*** Opening of Records shown ***

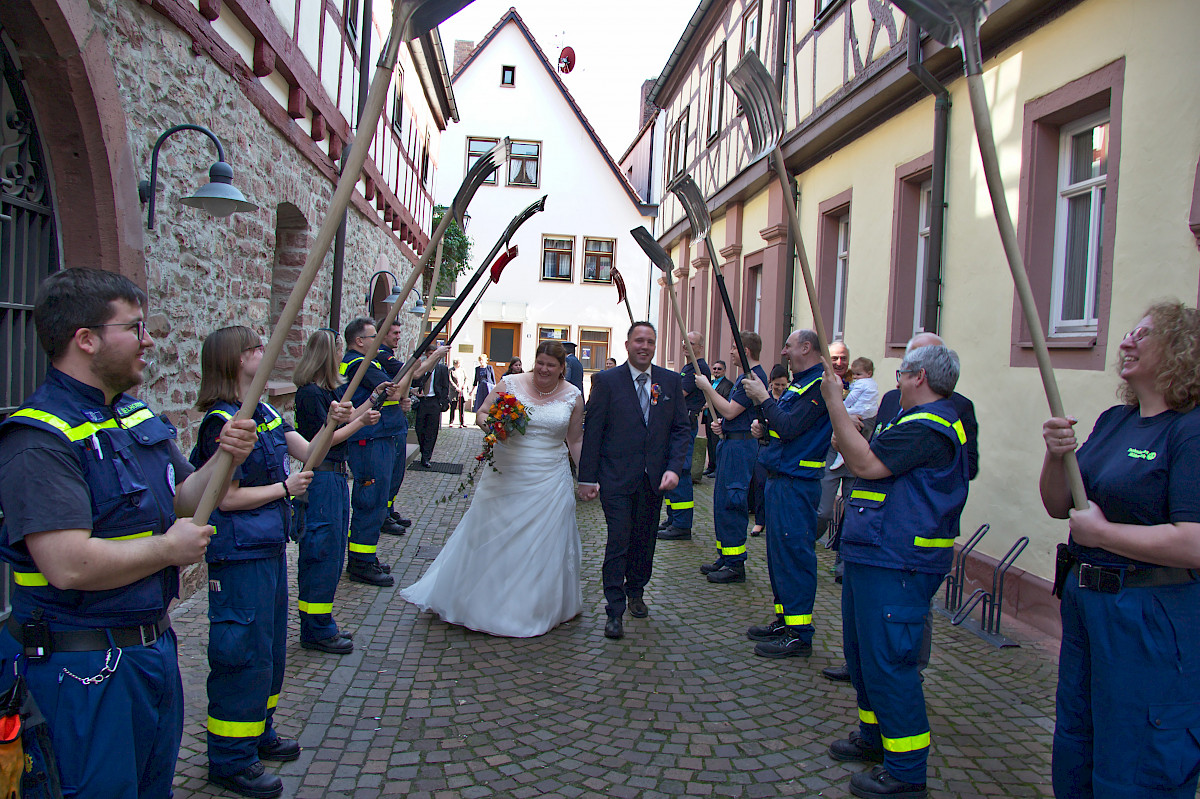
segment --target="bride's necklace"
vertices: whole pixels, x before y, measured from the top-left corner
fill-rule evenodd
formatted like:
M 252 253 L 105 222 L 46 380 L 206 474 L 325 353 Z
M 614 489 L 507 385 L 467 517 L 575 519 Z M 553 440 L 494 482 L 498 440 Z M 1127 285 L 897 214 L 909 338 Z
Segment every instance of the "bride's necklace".
M 531 386 L 533 386 L 533 390 L 534 390 L 534 391 L 536 391 L 537 393 L 541 394 L 543 397 L 549 397 L 549 396 L 550 396 L 551 394 L 553 394 L 555 391 L 558 391 L 558 381 L 555 381 L 555 383 L 554 383 L 554 387 L 553 387 L 553 388 L 551 388 L 549 391 L 542 391 L 540 388 L 538 388 L 538 384 L 537 384 L 537 381 L 536 381 L 536 380 L 530 380 L 530 381 L 529 381 L 529 384 L 530 384 Z

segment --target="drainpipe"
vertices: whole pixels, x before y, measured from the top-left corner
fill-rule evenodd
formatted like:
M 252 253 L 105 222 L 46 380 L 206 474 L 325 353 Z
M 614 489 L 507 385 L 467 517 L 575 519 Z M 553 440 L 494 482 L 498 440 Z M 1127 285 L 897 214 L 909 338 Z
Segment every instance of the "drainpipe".
M 910 19 L 908 27 L 908 71 L 933 95 L 933 174 L 930 177 L 929 247 L 925 251 L 925 308 L 922 327 L 936 333 L 942 307 L 942 239 L 946 222 L 947 131 L 950 120 L 950 92 L 938 82 L 921 61 L 920 29 Z
M 367 94 L 370 88 L 367 65 L 371 63 L 371 22 L 375 16 L 371 9 L 371 0 L 363 0 L 362 12 L 362 27 L 358 31 L 361 40 L 358 54 L 358 109 L 354 123 L 357 133 L 361 133 L 358 130 L 358 123 L 362 119 L 363 108 L 367 105 Z M 342 165 L 338 170 L 339 174 L 346 168 L 346 158 L 350 155 L 352 141 L 353 138 L 346 142 L 346 146 L 342 149 Z M 342 275 L 346 268 L 346 220 L 349 217 L 350 210 L 347 208 L 342 214 L 342 223 L 338 225 L 337 234 L 333 239 L 333 286 L 330 288 L 329 297 L 329 326 L 334 330 L 342 329 Z
M 789 0 L 779 0 L 778 11 L 775 12 L 775 18 L 779 20 L 776 26 L 775 36 L 775 85 L 779 91 L 779 105 L 783 106 L 784 100 L 784 85 L 787 81 L 784 80 L 784 70 L 787 69 L 787 58 L 784 53 L 787 48 L 788 31 L 791 29 L 790 16 L 788 10 L 791 8 Z M 786 117 L 786 111 L 785 111 Z M 796 185 L 796 181 L 792 176 L 791 170 L 788 170 L 788 183 L 790 184 L 784 191 L 792 193 L 792 199 L 796 203 L 796 208 L 800 208 L 800 187 Z M 784 252 L 787 258 L 787 279 L 784 281 L 784 291 L 786 297 L 783 301 L 783 335 L 786 338 L 792 334 L 792 325 L 795 321 L 792 315 L 792 306 L 796 301 L 796 238 L 792 233 L 792 226 L 788 225 L 786 244 Z

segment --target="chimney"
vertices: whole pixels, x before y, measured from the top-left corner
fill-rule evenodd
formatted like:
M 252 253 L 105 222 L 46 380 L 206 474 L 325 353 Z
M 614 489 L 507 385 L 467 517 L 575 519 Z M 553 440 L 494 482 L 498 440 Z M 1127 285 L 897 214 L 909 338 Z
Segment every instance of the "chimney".
M 650 121 L 650 117 L 654 116 L 654 106 L 647 98 L 650 97 L 650 90 L 654 88 L 655 82 L 654 78 L 642 81 L 642 121 L 638 123 L 639 130 Z
M 468 42 L 465 39 L 456 39 L 454 41 L 454 71 L 451 75 L 457 75 L 459 67 L 463 65 L 471 53 L 475 51 L 475 42 Z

*** Close of Records shown ***

[Exercise goal] Images stay out, but the rest of the data above must be repeated exactly.

[Solution below]
segment --target="bride's necklace"
vertices: whole pixels, x before y, measured from the top-left corner
fill-rule evenodd
formatted like:
M 252 253 L 105 222 L 46 380 L 206 474 L 325 353 Z
M 614 489 L 507 385 L 467 517 L 575 519 Z M 553 440 L 494 482 L 498 440 Z M 1127 285 L 897 214 L 909 338 Z
Segment every instance of the "bride's necklace".
M 531 386 L 533 386 L 533 390 L 534 390 L 534 391 L 536 391 L 537 393 L 541 394 L 543 397 L 549 397 L 549 396 L 550 396 L 551 394 L 553 394 L 555 391 L 558 391 L 558 381 L 555 381 L 555 383 L 554 383 L 554 387 L 553 387 L 553 388 L 551 388 L 549 391 L 542 391 L 540 388 L 538 388 L 538 384 L 537 384 L 537 381 L 536 381 L 536 380 L 530 380 L 530 381 L 529 381 L 529 384 L 530 384 Z

segment --target="drainpipe"
vertices: whole pixels, x before y, measured from the top-left corner
fill-rule evenodd
formatted like:
M 252 253 L 105 222 L 46 380 L 206 474 L 325 353 Z
M 614 489 L 507 385 L 467 517 L 575 519 Z M 553 440 L 494 482 L 498 440 Z M 1127 285 L 897 214 L 909 338 Z
Segment every instance of the "drainpipe".
M 910 19 L 908 27 L 908 71 L 933 95 L 933 174 L 930 177 L 929 247 L 925 251 L 925 308 L 922 327 L 936 333 L 942 307 L 942 239 L 946 222 L 947 131 L 950 120 L 950 92 L 938 82 L 921 61 L 920 29 Z
M 367 94 L 370 88 L 367 65 L 371 63 L 371 22 L 375 16 L 371 9 L 371 0 L 363 0 L 362 12 L 362 27 L 358 31 L 361 40 L 358 54 L 358 109 L 354 123 L 357 133 L 361 133 L 358 130 L 358 123 L 362 119 L 363 108 L 367 105 Z M 342 165 L 338 170 L 339 174 L 346 168 L 346 158 L 350 155 L 352 141 L 353 138 L 346 142 L 346 146 L 342 149 Z M 342 275 L 346 268 L 346 220 L 349 217 L 350 210 L 347 208 L 342 214 L 342 223 L 338 225 L 337 234 L 333 239 L 333 286 L 330 288 L 329 297 L 329 326 L 334 330 L 342 329 Z
M 789 0 L 779 0 L 778 11 L 775 12 L 775 18 L 779 20 L 776 26 L 775 36 L 775 85 L 779 91 L 779 105 L 783 106 L 784 100 L 784 85 L 787 81 L 784 80 L 784 70 L 787 69 L 787 58 L 784 53 L 787 48 L 788 31 L 791 29 L 790 16 L 788 10 L 791 8 Z M 786 117 L 786 111 L 785 111 Z M 796 185 L 796 181 L 792 176 L 791 170 L 788 170 L 788 183 L 790 184 L 784 191 L 792 193 L 792 199 L 796 203 L 796 208 L 800 208 L 800 187 Z M 784 252 L 787 258 L 787 279 L 784 281 L 784 291 L 786 297 L 783 301 L 783 335 L 786 338 L 792 334 L 792 325 L 795 321 L 792 315 L 792 306 L 796 301 L 796 238 L 792 233 L 792 226 L 788 225 L 786 244 Z

segment --target="chimney"
vertices: whole pixels, x before y, measured from the top-left corner
fill-rule evenodd
formatted like:
M 252 253 L 105 222 L 46 380 L 206 474 L 325 353 Z
M 614 489 L 507 385 L 467 517 L 575 519 Z M 553 440 L 494 482 L 498 440 Z M 1127 285 L 897 214 L 909 338 Z
Segment every instance of the "chimney".
M 650 121 L 650 117 L 654 116 L 654 106 L 647 98 L 650 97 L 650 90 L 654 88 L 655 82 L 654 78 L 642 81 L 642 121 L 638 123 L 639 130 Z
M 468 42 L 465 39 L 456 39 L 454 41 L 454 71 L 451 75 L 457 75 L 459 67 L 463 65 L 471 53 L 475 51 L 475 42 Z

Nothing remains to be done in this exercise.